===== Listed entries =====

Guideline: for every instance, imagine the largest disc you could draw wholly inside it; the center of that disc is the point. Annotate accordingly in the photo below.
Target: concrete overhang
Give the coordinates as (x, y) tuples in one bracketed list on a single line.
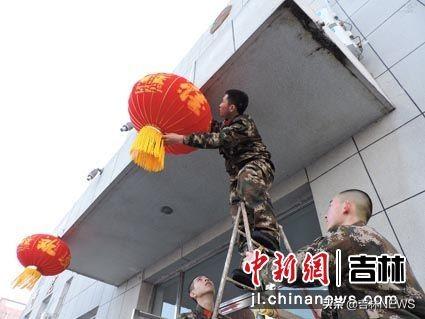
[(308, 93)]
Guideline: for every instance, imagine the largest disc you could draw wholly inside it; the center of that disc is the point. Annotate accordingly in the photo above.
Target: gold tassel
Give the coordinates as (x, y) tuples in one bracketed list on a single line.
[(148, 150), (27, 279)]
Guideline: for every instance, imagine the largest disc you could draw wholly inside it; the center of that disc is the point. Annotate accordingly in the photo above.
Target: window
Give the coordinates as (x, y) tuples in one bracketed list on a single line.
[(298, 217), (165, 298)]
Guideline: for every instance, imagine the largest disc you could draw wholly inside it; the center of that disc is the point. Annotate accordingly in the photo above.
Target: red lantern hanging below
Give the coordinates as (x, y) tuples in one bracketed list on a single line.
[(41, 254), (165, 103)]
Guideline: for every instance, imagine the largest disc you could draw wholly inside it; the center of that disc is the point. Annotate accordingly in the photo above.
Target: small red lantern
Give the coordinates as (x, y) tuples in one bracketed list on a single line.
[(165, 103), (41, 254)]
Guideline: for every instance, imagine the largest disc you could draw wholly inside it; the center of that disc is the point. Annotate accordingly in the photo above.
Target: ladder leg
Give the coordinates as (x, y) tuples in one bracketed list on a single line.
[(289, 249), (226, 265), (246, 226), (285, 240)]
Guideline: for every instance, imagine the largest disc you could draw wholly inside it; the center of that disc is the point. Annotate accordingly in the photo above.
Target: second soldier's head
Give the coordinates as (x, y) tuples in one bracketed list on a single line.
[(200, 287), (348, 207), (234, 103)]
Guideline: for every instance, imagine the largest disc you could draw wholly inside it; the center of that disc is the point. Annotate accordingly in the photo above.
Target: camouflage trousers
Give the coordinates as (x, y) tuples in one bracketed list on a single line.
[(251, 186)]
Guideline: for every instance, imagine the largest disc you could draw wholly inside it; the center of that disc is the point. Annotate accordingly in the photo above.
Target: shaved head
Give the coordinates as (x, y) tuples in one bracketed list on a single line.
[(361, 200)]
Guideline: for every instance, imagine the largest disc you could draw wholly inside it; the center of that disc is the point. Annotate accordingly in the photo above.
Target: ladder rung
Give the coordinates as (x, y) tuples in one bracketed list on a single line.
[(257, 244), (240, 284)]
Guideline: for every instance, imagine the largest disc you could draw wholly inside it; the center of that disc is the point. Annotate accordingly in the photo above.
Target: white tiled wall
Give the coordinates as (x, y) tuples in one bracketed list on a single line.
[(86, 294), (389, 155)]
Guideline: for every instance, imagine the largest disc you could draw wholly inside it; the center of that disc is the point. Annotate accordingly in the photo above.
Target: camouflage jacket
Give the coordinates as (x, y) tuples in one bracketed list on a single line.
[(353, 240), (238, 142), (199, 313)]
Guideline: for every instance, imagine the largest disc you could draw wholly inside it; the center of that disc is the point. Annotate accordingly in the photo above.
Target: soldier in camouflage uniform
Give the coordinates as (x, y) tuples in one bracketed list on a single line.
[(248, 164), (346, 220), (201, 290)]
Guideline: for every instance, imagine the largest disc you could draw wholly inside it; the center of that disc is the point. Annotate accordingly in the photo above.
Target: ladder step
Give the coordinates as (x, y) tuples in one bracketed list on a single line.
[(240, 284), (258, 245)]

=====

_Exercise objective_:
Recast each line of the records above as a Markdown table with two columns, Number and Line, numbering the rows in sequence and omitting any blank lines. Leave the pictures out of the table.

_Solution to the problem_:
| Number | Line |
|---|---|
| 1 | Guideline: for every instance, imagine the largest disc you could draw wholly inside it; the center of that disc is the point. Annotate accordingly in the photo below. |
| 2 | Target: concrete overhang |
| 3 | Give the coordinates as (x, y) tuples in one bracketed list on a single line. |
| 4 | [(308, 93)] |
| 5 | Guideline: for every instance, imagine the largest disc you could draw wholly inside it; the center of that disc is the point. Annotate accordingly in the photo above. |
| 6 | Target: gold tassel |
| 7 | Give the coordinates as (x, y) tuples in one bracketed list on a single line. |
| 8 | [(148, 150), (27, 279)] |
| 9 | Guideline: for every instance, imagine the largest disc you could draw wholly inside it; the center of that disc is the point. Annotate accordingly in the photo above. |
| 10 | Target: window |
| 11 | Give the coordinates as (x, y) tuples in one bracketed list on a single line. |
| 12 | [(298, 217), (165, 298)] |
| 13 | Guideline: for every instance, imagine the largest disc you could draw wholly inside it; the center of that disc is the point. Annotate accordingly in the photo above. |
| 14 | Target: red lantern hanging below |
| 15 | Give the coordinates as (x, y) tuples in one bracketed list on a single line. |
| 16 | [(41, 254), (165, 103)] |
| 17 | Guideline: for every instance, imagine the largest disc you could draw wholly inside it; the center of that disc is the point. Annotate accordingly in the photo above. |
| 18 | Target: small red lantern |
| 19 | Give the coordinates as (x, y) tuples in one bracketed list on a single line. |
| 20 | [(165, 103), (41, 254)] |
| 21 | Guideline: for every instance, imagine the largest disc you could draw wholly inside it; the center of that disc is the point. Annotate accordingly in the photo above. |
| 22 | Target: ladder leg |
| 23 | Give the coordinates as (x, y) tuples in one bracketed list on a single line. |
| 24 | [(289, 249), (226, 265), (246, 226), (285, 240)] |
| 25 | Guideline: for every instance, imagine the largest disc you could draw wholly inside it; the center of that disc is the point. Annotate accordingly in the photo above. |
| 26 | Target: second soldier's head |
| 27 | Give the coordinates as (x, y) tuples in one bracketed list on a single line. |
| 28 | [(200, 287), (348, 207), (234, 103)] |
| 29 | Guideline: for every instance, imagine the largest disc you could draw wholly inside it; the center of that disc is the point. Annotate accordingly in the photo above. |
| 30 | Target: camouflage trousers |
| 31 | Give the coordinates as (x, y) tuples in one bracketed list on a single line. |
| 32 | [(251, 186)] |
| 33 | Guideline: for every instance, imagine the largest disc you could draw wholly inside it; the center of that disc is the point. Annotate accordingly in the photo above. |
| 34 | Target: shaved head |
| 35 | Give the coordinates as (x, y) tuples in one bracketed list on a single line. |
| 36 | [(361, 200)] |
| 37 | Guideline: for every instance, imagine the largest disc you could draw wholly inside it; the center of that disc is the point. Annotate accordingly in the photo above. |
| 38 | Target: ladder rung |
| 39 | Give the coordinates as (x, y) tuples in one bracketed list on a single line. |
| 40 | [(257, 244), (240, 284)] |
| 41 | Guideline: for every instance, imagine the largest disc you could draw wholly inside it; the center of that disc is the point. Annotate accordingly in the photo above. |
| 42 | Target: white tiled wall |
| 43 | Give the coordinates as (x, y) tuples in one bracketed list on a single line. |
| 44 | [(86, 294), (389, 155)] |
| 45 | Guideline: for every instance, imagine the largest disc you could draw wholly inside it; the center of that disc is the point. Annotate accordingly in the photo above. |
| 46 | Target: camouflage jacket |
| 47 | Give the coordinates as (x, y) tuples in one bracketed list on a single line. |
| 48 | [(353, 240), (238, 142), (199, 313)] |
| 49 | Guideline: for every instance, imagine the largest disc you could draw wholly inside it; the center of that disc is the point. Annotate accordingly in the photo above. |
| 50 | Target: soldier in camouflage uniform |
| 51 | Give the coordinates as (x, y) tuples in one bracketed list on a single line. |
| 52 | [(248, 164), (346, 220), (201, 290)] |
| 53 | Guideline: for every instance, imagine the largest disc you could draw wholly inside it; the center of that disc is the point. Annotate accordingly in the photo above. |
| 54 | Target: ladder step |
| 55 | Give the coordinates as (x, y) tuples in one bracketed list on a single line. |
| 56 | [(240, 284), (258, 245)] |